⟨
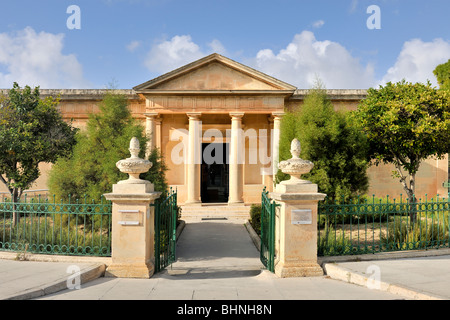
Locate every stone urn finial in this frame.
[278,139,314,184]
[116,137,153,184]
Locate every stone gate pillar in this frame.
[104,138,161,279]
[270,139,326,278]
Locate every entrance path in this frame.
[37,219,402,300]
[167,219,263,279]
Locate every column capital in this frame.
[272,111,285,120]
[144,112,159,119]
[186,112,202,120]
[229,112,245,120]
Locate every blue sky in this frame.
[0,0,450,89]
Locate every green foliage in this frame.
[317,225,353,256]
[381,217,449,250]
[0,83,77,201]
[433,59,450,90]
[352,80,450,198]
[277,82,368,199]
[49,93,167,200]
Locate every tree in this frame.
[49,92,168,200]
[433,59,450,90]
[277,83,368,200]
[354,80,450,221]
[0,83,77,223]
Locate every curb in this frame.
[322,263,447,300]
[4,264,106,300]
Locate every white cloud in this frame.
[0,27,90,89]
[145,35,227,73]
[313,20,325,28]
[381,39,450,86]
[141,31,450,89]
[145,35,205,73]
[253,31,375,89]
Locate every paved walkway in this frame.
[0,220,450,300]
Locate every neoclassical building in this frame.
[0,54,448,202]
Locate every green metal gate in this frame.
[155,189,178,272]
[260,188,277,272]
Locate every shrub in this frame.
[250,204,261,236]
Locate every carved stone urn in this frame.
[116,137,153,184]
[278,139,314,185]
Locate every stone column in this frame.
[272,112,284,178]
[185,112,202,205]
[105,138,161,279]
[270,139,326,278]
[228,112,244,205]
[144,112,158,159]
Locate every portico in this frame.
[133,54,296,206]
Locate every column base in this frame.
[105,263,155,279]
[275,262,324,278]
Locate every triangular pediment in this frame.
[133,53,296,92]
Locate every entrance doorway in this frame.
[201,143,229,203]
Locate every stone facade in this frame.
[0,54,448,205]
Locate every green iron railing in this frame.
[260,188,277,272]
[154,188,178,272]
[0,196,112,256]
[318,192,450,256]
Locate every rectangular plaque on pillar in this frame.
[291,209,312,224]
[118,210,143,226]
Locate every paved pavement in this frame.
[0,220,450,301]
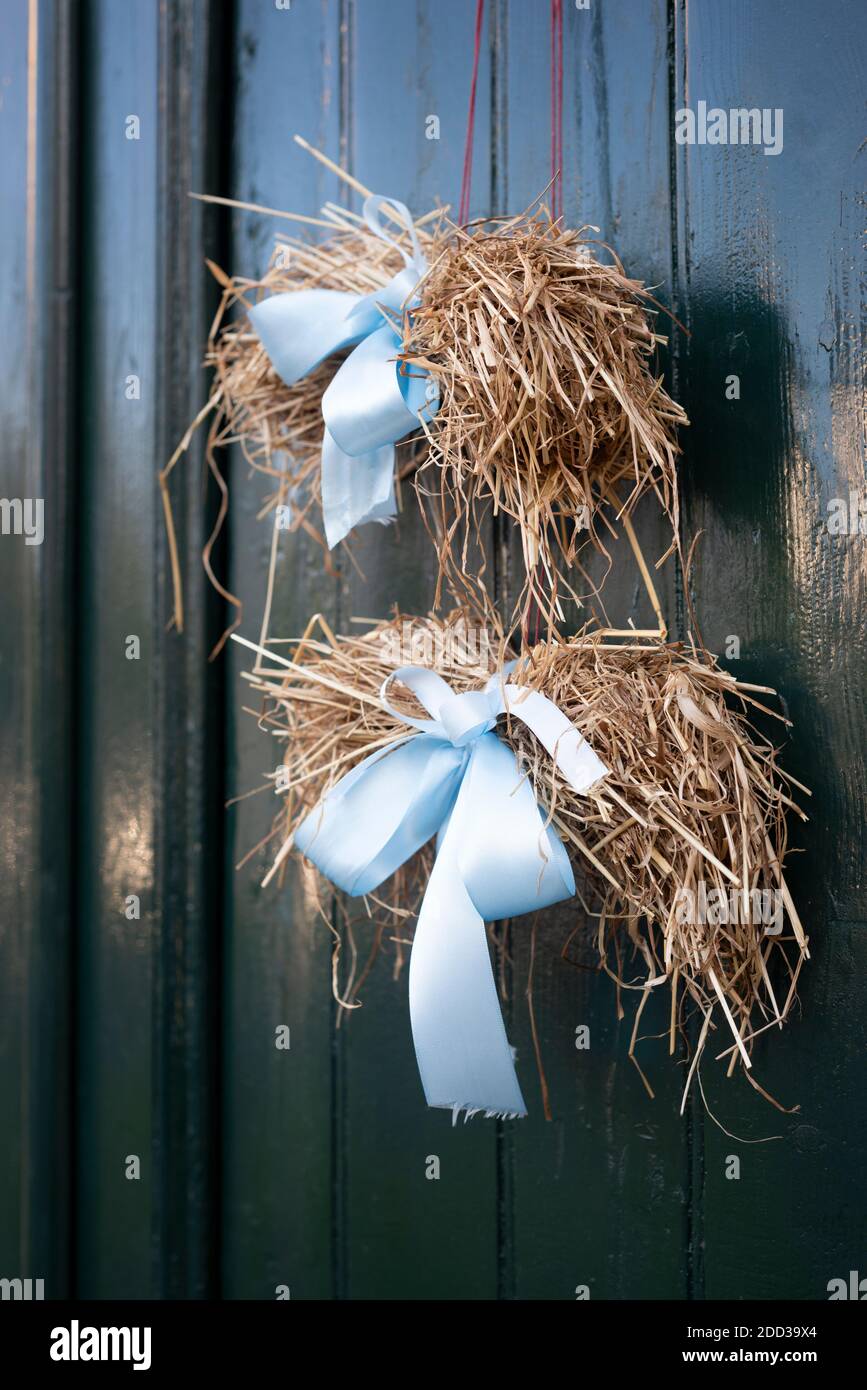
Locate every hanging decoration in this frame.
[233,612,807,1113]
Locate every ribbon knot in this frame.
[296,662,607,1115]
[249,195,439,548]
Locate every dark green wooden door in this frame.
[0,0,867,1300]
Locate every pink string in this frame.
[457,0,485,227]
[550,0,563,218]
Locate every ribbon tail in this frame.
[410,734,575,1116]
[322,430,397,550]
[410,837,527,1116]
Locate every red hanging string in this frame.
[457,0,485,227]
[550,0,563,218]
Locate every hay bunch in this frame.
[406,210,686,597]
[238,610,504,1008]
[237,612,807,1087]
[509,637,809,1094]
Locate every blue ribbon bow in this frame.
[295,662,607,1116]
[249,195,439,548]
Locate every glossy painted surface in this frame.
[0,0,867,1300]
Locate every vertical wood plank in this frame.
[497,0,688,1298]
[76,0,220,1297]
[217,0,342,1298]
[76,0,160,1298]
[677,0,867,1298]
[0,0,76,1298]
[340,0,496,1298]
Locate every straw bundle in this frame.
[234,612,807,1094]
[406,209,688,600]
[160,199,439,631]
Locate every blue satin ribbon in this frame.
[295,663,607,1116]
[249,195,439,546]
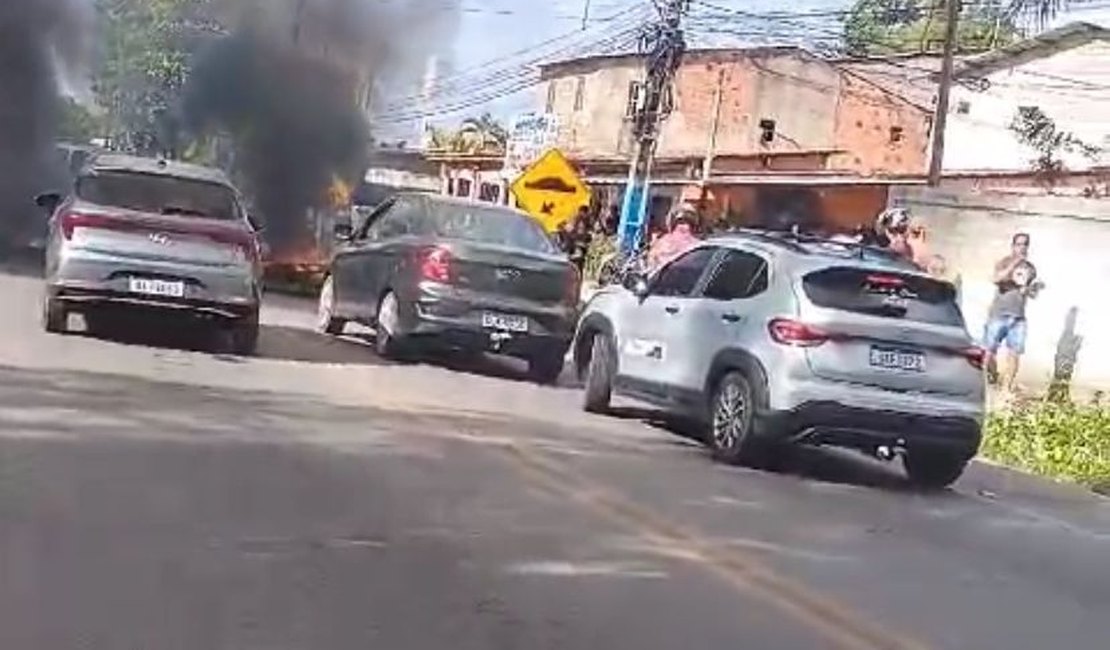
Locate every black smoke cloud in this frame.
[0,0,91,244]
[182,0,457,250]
⟩
● **What the exercise asks**:
Copy the records again word for word, starting at the line that contains "Locate every hay bunch in this frame." and continuing through the last line of the records, with both ends included. Leave the pictures out of your copy.

● **Exercise answer**:
Locate every hay bunch in this frame.
[406,210,686,597]
[238,610,504,1008]
[237,612,807,1087]
[509,637,809,1094]
Locate every blue ribbon bow in this frame.
[295,662,607,1116]
[249,195,439,548]
Locate every glossy painted surface in this frame.
[0,0,867,1300]
Locate every vertical wood plank in this frame.
[497,0,688,1298]
[76,0,220,1297]
[217,0,342,1298]
[76,0,160,1298]
[677,0,867,1298]
[0,0,76,1298]
[340,0,496,1298]
Locate every straw bundle in this frame.
[234,612,807,1094]
[406,209,688,600]
[160,199,439,631]
Locate every blue satin ribbon in this frame.
[295,663,607,1116]
[249,195,439,546]
Locate every black smoke cloud in this frame.
[0,0,91,244]
[182,0,457,250]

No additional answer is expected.